■ **PROBLEM DESCRIPTION**
Reproduce word for word the stretch of the listing below from the line containing "Batch job #47 — class: thin" through the end of the listing.

■ **RECORD SET**
----------------

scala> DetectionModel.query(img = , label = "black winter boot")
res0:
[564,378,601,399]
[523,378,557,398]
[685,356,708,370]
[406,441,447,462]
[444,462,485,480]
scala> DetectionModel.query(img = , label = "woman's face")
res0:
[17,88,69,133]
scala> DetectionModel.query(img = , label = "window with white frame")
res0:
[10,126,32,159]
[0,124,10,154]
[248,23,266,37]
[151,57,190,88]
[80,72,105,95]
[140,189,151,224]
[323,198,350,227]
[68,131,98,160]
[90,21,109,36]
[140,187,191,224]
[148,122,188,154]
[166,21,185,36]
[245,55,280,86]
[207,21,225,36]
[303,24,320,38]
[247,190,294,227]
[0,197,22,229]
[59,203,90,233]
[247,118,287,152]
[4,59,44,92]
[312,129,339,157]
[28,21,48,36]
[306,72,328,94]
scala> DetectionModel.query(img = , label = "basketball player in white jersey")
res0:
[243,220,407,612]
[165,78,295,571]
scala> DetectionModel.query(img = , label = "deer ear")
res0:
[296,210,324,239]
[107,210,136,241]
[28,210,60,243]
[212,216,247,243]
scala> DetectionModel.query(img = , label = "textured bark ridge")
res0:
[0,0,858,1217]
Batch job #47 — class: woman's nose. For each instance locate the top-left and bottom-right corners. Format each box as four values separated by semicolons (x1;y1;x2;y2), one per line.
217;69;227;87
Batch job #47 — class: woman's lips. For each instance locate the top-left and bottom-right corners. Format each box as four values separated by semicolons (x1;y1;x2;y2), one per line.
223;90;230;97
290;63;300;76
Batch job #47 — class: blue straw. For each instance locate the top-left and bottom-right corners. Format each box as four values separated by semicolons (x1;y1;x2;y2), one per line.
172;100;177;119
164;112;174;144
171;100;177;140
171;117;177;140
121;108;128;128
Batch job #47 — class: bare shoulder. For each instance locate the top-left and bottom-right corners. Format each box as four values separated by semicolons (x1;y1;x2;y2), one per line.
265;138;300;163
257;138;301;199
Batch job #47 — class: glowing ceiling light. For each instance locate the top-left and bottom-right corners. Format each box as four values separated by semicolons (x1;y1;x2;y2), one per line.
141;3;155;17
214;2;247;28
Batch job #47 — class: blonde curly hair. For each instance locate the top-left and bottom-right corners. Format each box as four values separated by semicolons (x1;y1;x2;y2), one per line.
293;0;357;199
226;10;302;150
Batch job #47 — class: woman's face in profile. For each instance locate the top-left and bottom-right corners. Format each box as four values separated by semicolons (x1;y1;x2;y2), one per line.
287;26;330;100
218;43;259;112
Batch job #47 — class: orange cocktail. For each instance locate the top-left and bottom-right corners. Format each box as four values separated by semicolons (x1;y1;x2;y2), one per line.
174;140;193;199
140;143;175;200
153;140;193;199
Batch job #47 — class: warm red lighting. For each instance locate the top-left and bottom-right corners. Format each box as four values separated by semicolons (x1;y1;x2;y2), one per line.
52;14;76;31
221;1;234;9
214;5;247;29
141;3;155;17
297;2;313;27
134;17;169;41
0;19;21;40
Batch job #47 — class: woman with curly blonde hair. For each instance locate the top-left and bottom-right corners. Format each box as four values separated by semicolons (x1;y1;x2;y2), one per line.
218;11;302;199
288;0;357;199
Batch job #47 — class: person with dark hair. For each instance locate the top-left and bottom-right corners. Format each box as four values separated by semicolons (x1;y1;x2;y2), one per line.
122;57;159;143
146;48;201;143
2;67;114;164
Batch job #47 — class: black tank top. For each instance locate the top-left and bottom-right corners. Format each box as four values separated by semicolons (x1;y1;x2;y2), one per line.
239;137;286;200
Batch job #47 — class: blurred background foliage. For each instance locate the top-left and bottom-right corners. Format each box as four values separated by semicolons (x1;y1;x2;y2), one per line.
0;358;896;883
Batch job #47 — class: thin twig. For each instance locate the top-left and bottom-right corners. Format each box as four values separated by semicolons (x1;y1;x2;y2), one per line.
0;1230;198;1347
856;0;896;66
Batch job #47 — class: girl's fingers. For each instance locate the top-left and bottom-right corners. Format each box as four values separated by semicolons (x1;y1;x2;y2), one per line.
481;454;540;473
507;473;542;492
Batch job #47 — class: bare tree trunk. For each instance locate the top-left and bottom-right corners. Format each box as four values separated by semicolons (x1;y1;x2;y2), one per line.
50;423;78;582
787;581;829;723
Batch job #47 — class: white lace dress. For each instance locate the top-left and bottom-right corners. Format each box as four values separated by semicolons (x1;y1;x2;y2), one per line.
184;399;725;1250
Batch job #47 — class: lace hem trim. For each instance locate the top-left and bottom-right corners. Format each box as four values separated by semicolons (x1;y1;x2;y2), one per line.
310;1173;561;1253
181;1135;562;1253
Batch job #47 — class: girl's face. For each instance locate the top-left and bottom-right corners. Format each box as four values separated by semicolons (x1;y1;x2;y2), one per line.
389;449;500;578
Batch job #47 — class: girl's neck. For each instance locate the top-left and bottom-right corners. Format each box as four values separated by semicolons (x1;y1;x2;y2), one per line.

----------------

■ **OUTPUT OF THE EXERCISE**
Batch job #47 — class: thin twig. For each instance locate the top-left and bottom-right corners. Format each box as four values separated by semicolons (x1;y1;x2;y2), one per line.
0;1230;198;1347
856;0;896;66
Batch job #47 — class: girl's fingers. For each instance locate the top-left and bottom-right corners. Format each box as four values separated by semicolons (x1;y1;x2;y2), one per line.
481;454;540;473
507;473;542;492
Batch job #47 — class: bare tree trunk. For each instance locate the top-left and bottom-right corners. Format each box as four values separated by semicolons (x1;y1;x2;y2), one per line.
50;423;78;582
787;581;829;723
Batch job #47 — class: white lace dress. For each instance locate the top-left and bottom-right corners. Format each box as four values separated by semicolons (x1;y1;x2;y2), one per line.
184;399;725;1250
Batch job #47 — class: lace hem trim. For each instance locate the top-left and bottom-right corners. Format each box as four values separated by semicolons (x1;y1;x2;y2), one per line.
310;1173;561;1253
181;1135;562;1253
Batch job #47 — class: girl's face. For each instance locate the top-left and bottom-right corners. Format each box as four values separated by semicolons (x1;y1;x2;y2), one per line.
389;449;500;578
Batch job #47 — class: girl's neck. For each instance locate the top-left and bottom-right corners. Format each box as four values separated by semicolons (x1;y1;x2;y2), one per line.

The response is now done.